- Extract provided:
BEGIN

Five Questions with Fred Won’t Move Out Director Richard Ledes
In Fred Won’t Move Out, writer/director Richard Ledes digs into one of American film’s most fertile fields by tapping the improvisational abilities of Elliott Gould. Ledes last directed Gould for the 2008 corporate-crime thriller The Caller, but when he decided to do a smaller, more personal story inspired by his own family, Ledes turned once more to the veteran actor’s versatile skills. The impetus for the film came from the director’s own experience with his aging, infirm parents and their inability to maintain their lives in the house where Ledes had grown up. The characters were inspired by the members of Ledes’ immediate family, with Gould taking the patriarchal role of Fred. But in case that didn’t already create an intimate enough scenario, Ledes went a step further by shooting the film in his parent’s actual house. Fred Won’t Move Out is making the rounds of art houses nationwide through the end of the year, but Ledes is already onto his next project, Foreclosure, starring The Sopranos’ Michael Imperioli; he describes it as “a ghost film that takes place in a house. In a way, these are my two ‘house movies,’ but one is like the negative of the other.”
Filmmaker: Fred Won’t Move Out is a very different kind of project from The Caller; what made you think of Gould for it?
Ledes: Over the course of working with Elliott Gould on The Caller, I began to feel I had an insight into how he worked that made me want to work with him again. I was pleased that we stayed in contact. I knew I had a small sliver of time and I needed to do the film in a shoot-from-the hip improvisational way. Aristotle talks about four types of causality: final, formal, material, and effective. We can call Elliott the material cause, because he was the first actor I had in mind. It was the possibility of exploring improvisation with Elliott that was essential to the project from the start and I never imagined it any other way. The film only came about because of a momentary aligning of certain possibilities, one of which was Elliott Gould’s willingness to do this film.

END

[Saved data entries]
BEGIN

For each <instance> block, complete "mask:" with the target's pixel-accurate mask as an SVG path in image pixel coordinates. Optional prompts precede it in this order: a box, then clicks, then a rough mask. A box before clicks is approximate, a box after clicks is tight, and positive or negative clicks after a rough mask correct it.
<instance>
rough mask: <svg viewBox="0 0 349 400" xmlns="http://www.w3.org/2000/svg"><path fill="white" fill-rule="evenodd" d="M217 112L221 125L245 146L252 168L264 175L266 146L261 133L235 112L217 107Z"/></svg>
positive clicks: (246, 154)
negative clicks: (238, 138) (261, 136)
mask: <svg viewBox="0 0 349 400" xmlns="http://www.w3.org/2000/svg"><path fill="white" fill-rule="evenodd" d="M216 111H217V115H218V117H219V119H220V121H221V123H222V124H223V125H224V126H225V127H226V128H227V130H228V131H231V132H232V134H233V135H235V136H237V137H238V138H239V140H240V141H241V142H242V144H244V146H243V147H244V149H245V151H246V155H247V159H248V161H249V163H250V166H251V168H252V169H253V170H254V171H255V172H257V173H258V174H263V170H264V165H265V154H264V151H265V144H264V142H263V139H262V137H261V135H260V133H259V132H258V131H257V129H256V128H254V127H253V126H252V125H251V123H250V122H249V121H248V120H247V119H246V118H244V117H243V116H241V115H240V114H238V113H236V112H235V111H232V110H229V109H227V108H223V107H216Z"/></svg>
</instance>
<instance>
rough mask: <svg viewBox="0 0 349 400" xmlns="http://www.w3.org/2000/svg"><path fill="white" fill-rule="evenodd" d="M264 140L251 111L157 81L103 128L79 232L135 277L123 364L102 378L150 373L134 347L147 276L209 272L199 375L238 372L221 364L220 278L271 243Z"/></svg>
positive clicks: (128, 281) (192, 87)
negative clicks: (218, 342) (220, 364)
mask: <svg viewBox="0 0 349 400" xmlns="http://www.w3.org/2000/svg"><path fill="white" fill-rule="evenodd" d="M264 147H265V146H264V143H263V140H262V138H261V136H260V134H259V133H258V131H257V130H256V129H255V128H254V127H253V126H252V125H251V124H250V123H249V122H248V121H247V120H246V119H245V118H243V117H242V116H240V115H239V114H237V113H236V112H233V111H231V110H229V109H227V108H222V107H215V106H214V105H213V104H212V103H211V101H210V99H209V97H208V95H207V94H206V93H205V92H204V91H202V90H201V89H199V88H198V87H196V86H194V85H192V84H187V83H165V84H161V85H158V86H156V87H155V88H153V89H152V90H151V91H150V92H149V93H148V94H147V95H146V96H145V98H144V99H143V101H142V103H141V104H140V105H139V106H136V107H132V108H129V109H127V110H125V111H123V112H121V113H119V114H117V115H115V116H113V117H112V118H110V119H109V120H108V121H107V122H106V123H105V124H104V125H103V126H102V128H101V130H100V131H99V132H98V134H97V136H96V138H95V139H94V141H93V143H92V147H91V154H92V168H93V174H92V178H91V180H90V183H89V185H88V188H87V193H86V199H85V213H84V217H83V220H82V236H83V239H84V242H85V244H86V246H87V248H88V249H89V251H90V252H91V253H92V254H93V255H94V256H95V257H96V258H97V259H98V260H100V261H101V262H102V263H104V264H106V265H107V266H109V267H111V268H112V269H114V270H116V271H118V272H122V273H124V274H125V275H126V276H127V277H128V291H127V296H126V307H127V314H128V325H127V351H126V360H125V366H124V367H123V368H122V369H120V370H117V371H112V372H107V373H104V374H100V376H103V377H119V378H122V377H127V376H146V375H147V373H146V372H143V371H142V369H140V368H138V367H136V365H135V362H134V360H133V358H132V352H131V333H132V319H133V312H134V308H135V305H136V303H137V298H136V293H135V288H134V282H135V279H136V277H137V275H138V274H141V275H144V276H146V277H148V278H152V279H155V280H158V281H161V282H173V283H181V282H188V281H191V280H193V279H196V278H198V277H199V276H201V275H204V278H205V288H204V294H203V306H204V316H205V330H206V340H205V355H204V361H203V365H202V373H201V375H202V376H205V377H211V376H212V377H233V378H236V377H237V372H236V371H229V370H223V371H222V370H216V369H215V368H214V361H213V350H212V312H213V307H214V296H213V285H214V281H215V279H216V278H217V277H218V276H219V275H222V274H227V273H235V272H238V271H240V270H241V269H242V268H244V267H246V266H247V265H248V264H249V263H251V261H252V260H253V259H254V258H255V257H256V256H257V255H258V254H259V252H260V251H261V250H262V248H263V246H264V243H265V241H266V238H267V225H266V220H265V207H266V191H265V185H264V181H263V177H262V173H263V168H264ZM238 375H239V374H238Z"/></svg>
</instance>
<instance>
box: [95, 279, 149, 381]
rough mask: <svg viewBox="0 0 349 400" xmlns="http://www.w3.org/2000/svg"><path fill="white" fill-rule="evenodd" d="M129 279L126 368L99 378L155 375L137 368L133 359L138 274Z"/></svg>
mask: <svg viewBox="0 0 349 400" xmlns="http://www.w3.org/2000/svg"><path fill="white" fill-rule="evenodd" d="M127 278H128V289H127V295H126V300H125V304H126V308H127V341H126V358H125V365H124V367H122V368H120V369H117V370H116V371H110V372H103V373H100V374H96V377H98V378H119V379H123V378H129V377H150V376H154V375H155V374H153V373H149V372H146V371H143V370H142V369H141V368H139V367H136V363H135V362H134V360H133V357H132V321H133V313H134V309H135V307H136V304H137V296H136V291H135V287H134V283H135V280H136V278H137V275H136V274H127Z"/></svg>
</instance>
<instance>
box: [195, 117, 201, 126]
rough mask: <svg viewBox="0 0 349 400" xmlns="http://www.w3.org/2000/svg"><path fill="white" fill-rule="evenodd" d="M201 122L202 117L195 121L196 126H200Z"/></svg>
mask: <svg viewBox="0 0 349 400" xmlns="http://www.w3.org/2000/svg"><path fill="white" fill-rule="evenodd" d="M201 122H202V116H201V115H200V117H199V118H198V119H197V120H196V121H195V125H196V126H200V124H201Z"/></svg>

END

- Job:
Can you return, word for word, the passage of the Richard Ledes interview starting with "Filmmaker: Fred Won’t" and going on through "do this film."?

- Answer section:
Filmmaker: Fred Won’t Move Out is a very different kind of project from The Caller; what made you think of Gould for it?
Ledes: Over the course of working with Elliott Gould on The Caller, I began to feel I had an insight into how he worked that made me want to work with him again. I was pleased that we stayed in contact. I knew I had a small sliver of time and I needed to do the film in a shoot-from-the hip improvisational way. Aristotle talks about four types of causality: final, formal, material, and effective. We can call Elliott the material cause, because he was the first actor I had in mind. It was the possibility of exploring improvisation with Elliott that was essential to the project from the start and I never imagined it any other way. The film only came about because of a momentary aligning of certain possibilities, one of which was Elliott Gould’s willingness to do this film.